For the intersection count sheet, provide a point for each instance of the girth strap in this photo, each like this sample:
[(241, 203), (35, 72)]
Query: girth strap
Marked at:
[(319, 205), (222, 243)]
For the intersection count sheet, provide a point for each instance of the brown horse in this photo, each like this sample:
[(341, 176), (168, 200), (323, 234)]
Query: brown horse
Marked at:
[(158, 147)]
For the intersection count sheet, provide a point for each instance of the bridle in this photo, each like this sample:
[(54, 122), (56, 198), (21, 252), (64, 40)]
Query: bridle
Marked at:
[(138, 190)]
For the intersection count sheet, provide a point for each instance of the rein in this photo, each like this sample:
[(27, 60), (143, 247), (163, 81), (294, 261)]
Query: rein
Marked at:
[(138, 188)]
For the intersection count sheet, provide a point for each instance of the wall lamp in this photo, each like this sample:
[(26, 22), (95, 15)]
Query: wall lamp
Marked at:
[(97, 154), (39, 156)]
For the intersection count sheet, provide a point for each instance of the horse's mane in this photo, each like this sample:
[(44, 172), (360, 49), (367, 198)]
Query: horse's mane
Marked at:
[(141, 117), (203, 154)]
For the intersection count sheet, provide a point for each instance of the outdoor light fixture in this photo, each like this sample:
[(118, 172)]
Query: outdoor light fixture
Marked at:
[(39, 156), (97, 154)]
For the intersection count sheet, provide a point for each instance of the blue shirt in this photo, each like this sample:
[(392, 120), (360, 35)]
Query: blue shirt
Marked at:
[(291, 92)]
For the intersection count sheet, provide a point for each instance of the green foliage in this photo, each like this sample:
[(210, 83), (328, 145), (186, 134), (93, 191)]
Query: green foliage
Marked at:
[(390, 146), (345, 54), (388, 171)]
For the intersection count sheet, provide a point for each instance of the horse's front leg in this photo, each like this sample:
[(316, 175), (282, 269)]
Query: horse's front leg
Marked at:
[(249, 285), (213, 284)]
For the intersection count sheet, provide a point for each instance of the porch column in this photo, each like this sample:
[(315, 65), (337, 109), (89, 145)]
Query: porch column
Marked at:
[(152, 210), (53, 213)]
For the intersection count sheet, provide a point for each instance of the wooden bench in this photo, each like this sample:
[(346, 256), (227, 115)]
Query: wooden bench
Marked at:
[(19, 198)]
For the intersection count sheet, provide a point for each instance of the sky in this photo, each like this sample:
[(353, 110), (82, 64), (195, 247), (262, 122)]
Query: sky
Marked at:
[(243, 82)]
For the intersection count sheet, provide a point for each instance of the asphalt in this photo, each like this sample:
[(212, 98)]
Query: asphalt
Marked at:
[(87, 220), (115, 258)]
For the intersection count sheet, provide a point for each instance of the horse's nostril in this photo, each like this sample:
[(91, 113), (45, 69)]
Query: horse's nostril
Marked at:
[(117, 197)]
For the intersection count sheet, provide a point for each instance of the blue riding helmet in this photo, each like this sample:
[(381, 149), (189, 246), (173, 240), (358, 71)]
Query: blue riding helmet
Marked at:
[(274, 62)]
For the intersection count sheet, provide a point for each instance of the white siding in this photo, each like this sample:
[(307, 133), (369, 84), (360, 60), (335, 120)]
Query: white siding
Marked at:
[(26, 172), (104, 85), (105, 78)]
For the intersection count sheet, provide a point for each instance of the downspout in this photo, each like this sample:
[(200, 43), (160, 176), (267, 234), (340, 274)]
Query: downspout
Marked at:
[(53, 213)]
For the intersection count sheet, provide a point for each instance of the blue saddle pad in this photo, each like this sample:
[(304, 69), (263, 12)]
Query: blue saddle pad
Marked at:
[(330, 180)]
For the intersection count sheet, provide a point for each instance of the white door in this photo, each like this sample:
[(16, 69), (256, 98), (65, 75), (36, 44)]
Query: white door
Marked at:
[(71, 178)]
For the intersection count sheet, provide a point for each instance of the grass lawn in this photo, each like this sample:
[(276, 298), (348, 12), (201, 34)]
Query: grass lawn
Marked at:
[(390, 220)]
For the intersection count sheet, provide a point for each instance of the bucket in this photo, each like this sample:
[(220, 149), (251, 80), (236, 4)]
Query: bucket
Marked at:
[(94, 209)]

━━━━

Work to be completed:
Change "bucket" to "pail" in the lines running from the one containing "of the bucket" through the end of the listing, both ends included. Return only those lines, with nothing else altered.

Answer for this exercise:
For the intersection count sheet, provide a point for each instance of the pail in this photo, each like this sample:
[(220, 149), (251, 80), (236, 4)]
Query: pail
Marked at:
[(94, 209)]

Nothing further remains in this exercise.